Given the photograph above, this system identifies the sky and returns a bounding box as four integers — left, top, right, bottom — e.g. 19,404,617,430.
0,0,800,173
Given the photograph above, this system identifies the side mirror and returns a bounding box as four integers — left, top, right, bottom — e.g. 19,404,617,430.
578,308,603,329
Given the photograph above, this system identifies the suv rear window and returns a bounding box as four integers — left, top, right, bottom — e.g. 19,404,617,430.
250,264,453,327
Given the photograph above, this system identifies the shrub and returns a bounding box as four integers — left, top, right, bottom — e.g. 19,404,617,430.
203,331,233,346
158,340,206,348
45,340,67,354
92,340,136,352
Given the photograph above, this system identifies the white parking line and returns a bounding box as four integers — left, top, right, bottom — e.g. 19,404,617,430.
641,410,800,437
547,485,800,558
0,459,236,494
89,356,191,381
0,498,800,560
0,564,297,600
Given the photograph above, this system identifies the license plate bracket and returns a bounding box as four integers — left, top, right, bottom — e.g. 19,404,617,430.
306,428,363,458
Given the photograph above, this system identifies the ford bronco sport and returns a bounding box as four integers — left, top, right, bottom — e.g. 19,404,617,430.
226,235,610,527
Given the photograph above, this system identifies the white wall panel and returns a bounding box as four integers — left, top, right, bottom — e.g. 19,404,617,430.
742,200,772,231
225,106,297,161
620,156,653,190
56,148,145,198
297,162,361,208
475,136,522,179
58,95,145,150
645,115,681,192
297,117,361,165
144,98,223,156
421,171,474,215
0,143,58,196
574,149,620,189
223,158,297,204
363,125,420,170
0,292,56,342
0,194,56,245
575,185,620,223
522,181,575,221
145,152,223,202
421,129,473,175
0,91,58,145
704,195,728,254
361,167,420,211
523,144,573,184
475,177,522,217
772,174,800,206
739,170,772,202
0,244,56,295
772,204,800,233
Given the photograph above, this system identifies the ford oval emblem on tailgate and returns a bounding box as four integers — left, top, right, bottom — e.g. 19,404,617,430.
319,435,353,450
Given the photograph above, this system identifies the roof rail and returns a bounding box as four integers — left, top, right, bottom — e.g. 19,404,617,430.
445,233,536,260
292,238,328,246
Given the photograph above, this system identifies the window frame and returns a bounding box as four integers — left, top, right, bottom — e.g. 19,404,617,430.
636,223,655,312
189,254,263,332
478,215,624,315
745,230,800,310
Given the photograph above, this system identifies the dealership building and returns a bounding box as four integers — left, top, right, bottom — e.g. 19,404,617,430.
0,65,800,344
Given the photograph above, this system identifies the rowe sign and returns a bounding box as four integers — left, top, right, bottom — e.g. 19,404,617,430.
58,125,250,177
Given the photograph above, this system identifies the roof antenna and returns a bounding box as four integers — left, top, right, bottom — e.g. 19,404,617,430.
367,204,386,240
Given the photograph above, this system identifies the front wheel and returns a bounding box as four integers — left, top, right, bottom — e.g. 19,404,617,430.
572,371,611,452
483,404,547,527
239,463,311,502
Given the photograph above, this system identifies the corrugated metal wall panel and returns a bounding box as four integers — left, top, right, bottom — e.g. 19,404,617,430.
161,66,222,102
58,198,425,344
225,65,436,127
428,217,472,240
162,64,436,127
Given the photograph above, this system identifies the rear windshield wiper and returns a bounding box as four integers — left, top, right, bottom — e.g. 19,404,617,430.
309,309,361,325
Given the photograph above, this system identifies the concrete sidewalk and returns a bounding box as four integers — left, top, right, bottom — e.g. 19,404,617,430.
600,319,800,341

──────

• **Exercise requirements**: Rewrite the records above as a two-column CSV with the header instruction,response and one row per request. Put each request's text and its answer in a single quoted field, with line breaks replaced by spaces.

• **Written solution**:
instruction,response
"Given the photograph above, this system identifies the sky and returns a bounding box as four integers — left, top, right, bottom — e.g. 19,404,617,430.","0,0,800,173"
"Given the photograph above, this system identifies the side mirror and returns a bounding box as four integers — left, top, right, bottom — e.g. 19,404,617,430.","578,308,603,329"
"Given the photograph above, this system identifies the suv rear window and returns a bounding box as four integers — left, top, right, bottom — e.g. 19,404,617,430.","250,264,453,327"
"Given the photograph above, this system identifies the shrub and returns a bounding box as four integers — left, top, right, bottom — e.g. 19,404,617,430.","203,331,233,346 158,340,206,348 45,340,67,354 92,340,136,352"
"Given the photograph above, this system identifies the white parking line and returns a bounding box as four integers — left, top, right, bottom — e.g. 19,404,617,430.","641,410,800,437 547,485,800,558 0,459,236,494 89,356,191,381 0,498,800,560 0,564,297,600"
"Given the photograph above, this system identifies the license plate bracket and returns a bounding box as four integers — left, top, right, bottom — e.g. 19,404,617,430.","306,428,363,458"
"Given the photograph above, this system identifies the ford bronco sport and returns a bounding box as four integers — left, top, right, bottom — e.g. 19,404,617,430.","226,235,610,527"
"Given the photograph above, this system identifies the white wall panel and returns a bounding box as four integers — left, top, right, bottom — e.g. 19,404,617,430.","742,200,772,231 225,106,297,161 620,156,653,190 56,148,145,198 297,162,361,208 475,136,522,179 58,95,145,150 645,115,681,192 297,117,361,165 144,98,223,156 421,171,474,215 0,143,58,196 574,149,620,189 223,158,297,204 363,125,420,170 0,292,56,342 0,194,56,245 575,185,620,223 522,181,575,221 145,152,223,202 421,129,473,175 0,91,58,145 704,195,728,254 361,167,420,211 523,144,573,184 475,177,522,217 772,174,800,206 739,170,772,202 0,244,56,295 772,204,800,233"
"Given the photograph above, this system identifies the ford oval emblem on tailgate and returns a bounding box as four integers — left, top, right, bottom — e.g. 19,404,617,430.","319,435,353,450"
"Given the photograph above, this system identifies the roof rail and returns a bounding box as four integers — left, top, right, bottom — e.g. 19,404,617,430.","445,233,536,260 292,238,328,246"
"Given the photograph above, this system identifies the window frame and returns a bounding box as four integers — left, top, right, bottom — e.g. 19,404,617,430.","636,223,655,312 189,254,263,332 478,215,624,315 745,230,800,310"
"Given the photograph above, this system identifies the dealership building and returns a bounding box as four integers — left, top, right, bottom — e.g. 19,404,617,430.","0,65,800,344"
"Given the photograph above, this system identifies the rowe sign and returns a bounding box as four integers — left, top, right, bottom — e.g. 19,404,617,430.","58,125,250,177"
"Given the photograph above, this system identifies the roof antenna and returns a bounding box as four integers — left, top, right, bottom — e.g. 19,404,617,430.","367,204,386,240"
"Given the photograph above, this system identifies the front wheel and returns a bounding box as four integers — left, top, right, bottom — e.g. 19,404,617,430.","572,371,611,452 483,404,547,527 239,463,311,502"
"Given the photograph above, this system identifies the corrugated metal wall panel and returns a bounding box as four integers — left, top, right, bottom — e.g. 19,404,617,430.","161,66,222,102 58,198,425,344 225,65,436,127 428,217,472,240 162,64,436,127"
"Given the photograph above, this system identifies the rear windshield wiper and returns a bounding box as four integers — left, top, right, bottom — e.g. 19,404,617,430.","309,309,361,325"
"Given the photograph above, this system identifies the concrete sidewalk and returns a bounding box as four integers — left, top, right, bottom — e.g. 19,404,617,430.","600,319,800,341"